- [DATA SUPPLIED]
+++++

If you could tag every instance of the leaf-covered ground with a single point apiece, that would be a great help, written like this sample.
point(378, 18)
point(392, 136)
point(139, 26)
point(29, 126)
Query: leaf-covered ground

+++++

For this exercise, copy all of the material exactly as it stands.

If you could tag every instance of the leaf-covered ground with a single point apiece, that would be a great help, written like this sample.
point(378, 18)
point(392, 136)
point(139, 26)
point(29, 126)
Query: leaf-covered ground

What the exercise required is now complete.